-- Data for analysis follows --

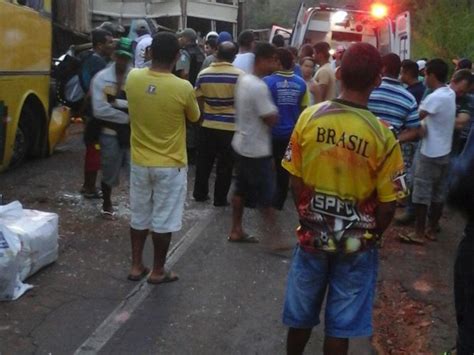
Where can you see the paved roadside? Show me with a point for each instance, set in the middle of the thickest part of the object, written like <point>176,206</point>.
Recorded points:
<point>230,296</point>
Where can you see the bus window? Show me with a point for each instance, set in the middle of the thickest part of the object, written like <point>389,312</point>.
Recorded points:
<point>384,36</point>
<point>34,4</point>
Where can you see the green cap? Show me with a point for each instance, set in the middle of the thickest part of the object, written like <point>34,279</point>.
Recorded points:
<point>124,47</point>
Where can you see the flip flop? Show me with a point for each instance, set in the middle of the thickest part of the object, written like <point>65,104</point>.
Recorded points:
<point>431,237</point>
<point>108,215</point>
<point>411,238</point>
<point>96,195</point>
<point>167,277</point>
<point>140,277</point>
<point>244,239</point>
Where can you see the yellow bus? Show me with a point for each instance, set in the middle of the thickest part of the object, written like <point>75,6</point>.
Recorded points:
<point>29,124</point>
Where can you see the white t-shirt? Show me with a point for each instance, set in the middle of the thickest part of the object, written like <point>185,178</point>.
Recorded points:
<point>253,138</point>
<point>142,43</point>
<point>245,62</point>
<point>441,106</point>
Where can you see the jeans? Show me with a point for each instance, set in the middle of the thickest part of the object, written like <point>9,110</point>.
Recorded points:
<point>464,292</point>
<point>214,143</point>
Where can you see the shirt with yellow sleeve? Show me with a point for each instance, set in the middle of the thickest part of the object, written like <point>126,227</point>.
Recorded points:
<point>349,162</point>
<point>159,105</point>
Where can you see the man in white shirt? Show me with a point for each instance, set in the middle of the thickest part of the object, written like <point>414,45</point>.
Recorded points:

-- Data for analysis concluded --

- [To do]: Return, word for word, the lines from the one containing "Where can you see the shirt" through the end of the data above, both ends included, and nothing else.

- [Task answer]:
Where can you see the shirt with yellow sleeve? Show me with a point for each instance, set in the middle of the thickest part of the object, written like <point>126,227</point>.
Recorded points:
<point>349,162</point>
<point>159,105</point>
Where can you see the man in white shirt? Show me with a point for each instance, set in the middle of the thickest part of the object, written like <point>414,45</point>.
Recorded points:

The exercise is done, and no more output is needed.